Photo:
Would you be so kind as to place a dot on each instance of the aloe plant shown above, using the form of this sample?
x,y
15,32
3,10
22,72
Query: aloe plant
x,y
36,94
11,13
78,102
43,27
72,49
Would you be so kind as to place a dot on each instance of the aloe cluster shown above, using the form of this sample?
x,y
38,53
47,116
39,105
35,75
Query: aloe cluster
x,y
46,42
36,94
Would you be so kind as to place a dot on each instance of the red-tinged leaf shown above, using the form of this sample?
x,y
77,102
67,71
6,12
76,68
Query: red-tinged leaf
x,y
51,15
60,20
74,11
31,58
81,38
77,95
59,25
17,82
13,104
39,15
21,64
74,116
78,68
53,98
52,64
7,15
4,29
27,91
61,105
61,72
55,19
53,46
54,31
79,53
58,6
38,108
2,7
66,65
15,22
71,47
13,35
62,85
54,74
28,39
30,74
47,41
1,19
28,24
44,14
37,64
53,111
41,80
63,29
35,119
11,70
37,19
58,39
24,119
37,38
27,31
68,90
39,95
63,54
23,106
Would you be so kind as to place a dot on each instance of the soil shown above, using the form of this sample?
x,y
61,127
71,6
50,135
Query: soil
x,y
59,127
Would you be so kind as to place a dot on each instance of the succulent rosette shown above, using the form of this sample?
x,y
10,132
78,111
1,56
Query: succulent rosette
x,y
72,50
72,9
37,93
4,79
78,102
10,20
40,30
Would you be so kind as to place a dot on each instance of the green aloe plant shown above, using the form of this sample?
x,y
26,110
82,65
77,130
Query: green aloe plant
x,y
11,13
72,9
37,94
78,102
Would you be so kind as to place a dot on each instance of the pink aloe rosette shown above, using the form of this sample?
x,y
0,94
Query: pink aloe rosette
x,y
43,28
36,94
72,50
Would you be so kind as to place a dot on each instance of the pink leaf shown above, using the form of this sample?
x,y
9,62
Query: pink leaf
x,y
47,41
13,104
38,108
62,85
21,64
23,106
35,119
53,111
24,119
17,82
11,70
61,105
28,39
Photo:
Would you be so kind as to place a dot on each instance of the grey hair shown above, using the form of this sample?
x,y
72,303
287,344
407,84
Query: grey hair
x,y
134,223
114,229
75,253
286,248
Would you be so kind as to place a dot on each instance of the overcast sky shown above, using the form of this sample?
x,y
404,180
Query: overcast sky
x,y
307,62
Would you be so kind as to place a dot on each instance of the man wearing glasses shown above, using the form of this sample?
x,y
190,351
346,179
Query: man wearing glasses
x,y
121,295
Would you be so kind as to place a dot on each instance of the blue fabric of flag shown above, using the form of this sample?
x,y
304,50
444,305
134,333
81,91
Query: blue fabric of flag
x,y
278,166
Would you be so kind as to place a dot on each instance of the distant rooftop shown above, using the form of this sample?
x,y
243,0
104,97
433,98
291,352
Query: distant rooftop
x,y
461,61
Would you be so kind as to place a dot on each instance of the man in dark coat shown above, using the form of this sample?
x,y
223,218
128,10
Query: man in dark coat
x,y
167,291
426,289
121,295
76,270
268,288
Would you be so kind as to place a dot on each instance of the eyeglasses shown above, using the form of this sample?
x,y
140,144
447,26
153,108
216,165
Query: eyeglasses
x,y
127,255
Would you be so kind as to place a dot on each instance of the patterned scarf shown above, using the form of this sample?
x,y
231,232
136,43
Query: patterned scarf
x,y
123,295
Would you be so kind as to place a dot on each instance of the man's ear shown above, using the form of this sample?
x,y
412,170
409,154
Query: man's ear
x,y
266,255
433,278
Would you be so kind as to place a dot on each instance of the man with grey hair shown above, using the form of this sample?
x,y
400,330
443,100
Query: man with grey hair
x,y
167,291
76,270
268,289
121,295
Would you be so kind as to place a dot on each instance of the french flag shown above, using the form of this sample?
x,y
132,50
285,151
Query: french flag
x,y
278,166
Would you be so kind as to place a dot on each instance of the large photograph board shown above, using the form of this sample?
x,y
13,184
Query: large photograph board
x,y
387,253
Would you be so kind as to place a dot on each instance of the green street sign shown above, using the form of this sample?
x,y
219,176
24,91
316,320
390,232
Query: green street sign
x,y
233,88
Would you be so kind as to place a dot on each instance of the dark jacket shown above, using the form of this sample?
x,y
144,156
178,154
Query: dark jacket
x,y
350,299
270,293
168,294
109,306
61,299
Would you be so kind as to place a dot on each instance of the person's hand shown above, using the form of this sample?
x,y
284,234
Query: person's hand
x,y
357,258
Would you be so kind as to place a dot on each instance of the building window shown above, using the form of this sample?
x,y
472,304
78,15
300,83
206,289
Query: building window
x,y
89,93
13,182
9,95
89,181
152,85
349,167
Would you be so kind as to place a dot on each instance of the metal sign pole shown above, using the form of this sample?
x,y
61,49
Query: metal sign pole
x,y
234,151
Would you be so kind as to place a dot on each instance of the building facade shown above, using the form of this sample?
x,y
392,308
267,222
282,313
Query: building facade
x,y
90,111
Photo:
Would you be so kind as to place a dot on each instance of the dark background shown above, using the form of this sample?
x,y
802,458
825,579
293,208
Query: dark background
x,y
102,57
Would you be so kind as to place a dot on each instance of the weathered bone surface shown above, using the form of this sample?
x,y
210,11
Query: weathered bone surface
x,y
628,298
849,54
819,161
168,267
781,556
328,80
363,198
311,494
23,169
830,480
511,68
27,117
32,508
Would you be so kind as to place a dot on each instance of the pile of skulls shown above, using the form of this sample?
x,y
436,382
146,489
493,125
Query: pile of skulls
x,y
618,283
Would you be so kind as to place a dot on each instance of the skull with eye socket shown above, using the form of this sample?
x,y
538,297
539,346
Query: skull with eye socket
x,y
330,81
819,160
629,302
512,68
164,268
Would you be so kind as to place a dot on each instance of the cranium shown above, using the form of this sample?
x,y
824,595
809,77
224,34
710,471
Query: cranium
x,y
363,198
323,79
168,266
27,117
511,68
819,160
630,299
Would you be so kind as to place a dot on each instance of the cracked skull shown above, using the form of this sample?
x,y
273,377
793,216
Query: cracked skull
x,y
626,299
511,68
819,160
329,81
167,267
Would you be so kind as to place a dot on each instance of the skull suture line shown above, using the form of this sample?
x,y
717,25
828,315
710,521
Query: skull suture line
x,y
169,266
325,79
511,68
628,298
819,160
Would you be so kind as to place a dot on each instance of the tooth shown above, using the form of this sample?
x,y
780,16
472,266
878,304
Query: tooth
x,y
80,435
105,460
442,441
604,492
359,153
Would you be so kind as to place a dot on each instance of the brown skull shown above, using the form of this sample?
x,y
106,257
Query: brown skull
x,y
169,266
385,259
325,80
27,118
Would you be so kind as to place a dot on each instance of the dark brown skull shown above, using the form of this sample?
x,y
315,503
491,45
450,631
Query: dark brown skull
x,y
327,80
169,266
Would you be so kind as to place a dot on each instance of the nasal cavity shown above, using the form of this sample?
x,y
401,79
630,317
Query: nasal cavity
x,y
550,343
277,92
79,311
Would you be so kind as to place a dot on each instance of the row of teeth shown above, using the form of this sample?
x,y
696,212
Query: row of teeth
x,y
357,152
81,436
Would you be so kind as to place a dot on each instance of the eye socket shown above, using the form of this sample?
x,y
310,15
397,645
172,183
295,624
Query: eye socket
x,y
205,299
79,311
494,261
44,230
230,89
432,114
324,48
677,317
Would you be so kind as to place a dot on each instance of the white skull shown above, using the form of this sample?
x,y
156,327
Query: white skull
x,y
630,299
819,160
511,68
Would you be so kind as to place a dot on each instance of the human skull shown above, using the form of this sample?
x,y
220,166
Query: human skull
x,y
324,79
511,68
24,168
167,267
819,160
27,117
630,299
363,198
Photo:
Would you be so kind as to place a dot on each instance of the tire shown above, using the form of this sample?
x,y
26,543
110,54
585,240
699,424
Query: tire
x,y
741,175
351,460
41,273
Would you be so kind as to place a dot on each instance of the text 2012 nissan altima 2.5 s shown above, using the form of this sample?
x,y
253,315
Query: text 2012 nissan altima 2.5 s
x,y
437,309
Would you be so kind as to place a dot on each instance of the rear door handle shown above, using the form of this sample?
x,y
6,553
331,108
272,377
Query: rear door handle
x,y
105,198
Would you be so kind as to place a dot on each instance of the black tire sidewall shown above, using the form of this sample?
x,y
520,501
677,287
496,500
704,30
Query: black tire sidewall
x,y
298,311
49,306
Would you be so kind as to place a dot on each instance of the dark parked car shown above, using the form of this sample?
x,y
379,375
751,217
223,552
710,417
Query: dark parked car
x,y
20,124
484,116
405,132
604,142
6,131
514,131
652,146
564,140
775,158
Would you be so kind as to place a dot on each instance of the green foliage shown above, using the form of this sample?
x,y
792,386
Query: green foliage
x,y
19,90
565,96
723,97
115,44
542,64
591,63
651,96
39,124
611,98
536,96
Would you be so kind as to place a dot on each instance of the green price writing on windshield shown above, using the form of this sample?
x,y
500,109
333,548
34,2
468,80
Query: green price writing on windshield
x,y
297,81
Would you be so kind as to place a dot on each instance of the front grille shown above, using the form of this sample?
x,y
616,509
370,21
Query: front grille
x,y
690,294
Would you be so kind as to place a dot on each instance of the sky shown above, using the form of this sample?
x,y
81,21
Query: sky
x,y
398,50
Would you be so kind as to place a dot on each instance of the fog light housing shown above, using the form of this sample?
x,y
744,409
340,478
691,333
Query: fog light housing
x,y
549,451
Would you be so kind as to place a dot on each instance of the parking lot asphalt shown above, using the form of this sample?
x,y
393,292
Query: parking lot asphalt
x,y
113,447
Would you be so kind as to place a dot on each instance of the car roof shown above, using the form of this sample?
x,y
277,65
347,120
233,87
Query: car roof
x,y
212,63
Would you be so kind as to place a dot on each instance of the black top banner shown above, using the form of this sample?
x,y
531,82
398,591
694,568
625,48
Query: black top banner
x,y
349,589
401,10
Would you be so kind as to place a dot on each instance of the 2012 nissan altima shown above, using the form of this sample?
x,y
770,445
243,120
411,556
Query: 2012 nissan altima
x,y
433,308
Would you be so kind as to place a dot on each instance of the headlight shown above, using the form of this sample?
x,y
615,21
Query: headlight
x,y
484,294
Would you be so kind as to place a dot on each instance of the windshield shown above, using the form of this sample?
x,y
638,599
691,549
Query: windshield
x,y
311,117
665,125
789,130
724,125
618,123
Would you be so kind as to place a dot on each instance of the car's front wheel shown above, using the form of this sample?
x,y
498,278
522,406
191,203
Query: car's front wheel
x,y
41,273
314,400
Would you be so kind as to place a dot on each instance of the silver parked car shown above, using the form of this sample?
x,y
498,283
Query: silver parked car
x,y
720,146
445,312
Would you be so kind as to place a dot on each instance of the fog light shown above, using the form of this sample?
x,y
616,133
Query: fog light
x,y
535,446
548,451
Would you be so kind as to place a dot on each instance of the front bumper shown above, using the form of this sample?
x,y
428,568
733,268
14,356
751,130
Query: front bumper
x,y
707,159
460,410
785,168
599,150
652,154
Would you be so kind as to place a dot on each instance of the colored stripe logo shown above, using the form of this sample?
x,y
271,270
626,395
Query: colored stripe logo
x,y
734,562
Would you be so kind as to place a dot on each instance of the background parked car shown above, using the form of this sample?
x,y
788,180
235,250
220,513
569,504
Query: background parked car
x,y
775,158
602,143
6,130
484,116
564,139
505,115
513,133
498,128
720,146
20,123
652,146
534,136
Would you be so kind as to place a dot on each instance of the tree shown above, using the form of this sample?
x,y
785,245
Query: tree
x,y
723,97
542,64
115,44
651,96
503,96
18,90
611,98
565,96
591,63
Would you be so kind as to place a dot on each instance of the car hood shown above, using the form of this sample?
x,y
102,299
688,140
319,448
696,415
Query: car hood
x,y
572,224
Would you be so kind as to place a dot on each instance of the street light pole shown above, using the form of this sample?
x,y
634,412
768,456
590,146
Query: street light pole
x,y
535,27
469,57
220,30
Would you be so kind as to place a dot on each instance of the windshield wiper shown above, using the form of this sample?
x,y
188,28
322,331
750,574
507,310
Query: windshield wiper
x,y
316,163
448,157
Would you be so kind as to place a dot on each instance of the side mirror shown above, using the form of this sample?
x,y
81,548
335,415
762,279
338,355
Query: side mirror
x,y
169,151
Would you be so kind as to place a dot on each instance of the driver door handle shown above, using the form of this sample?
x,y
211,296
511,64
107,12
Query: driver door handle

# Exercise directions
Scan the material above. Copy each line that holds the word "driver".

# Reply to the task
Would you be so kind as to place a dot on each instance of the driver door handle shown above, using the form of this sample?
Query: driver door handle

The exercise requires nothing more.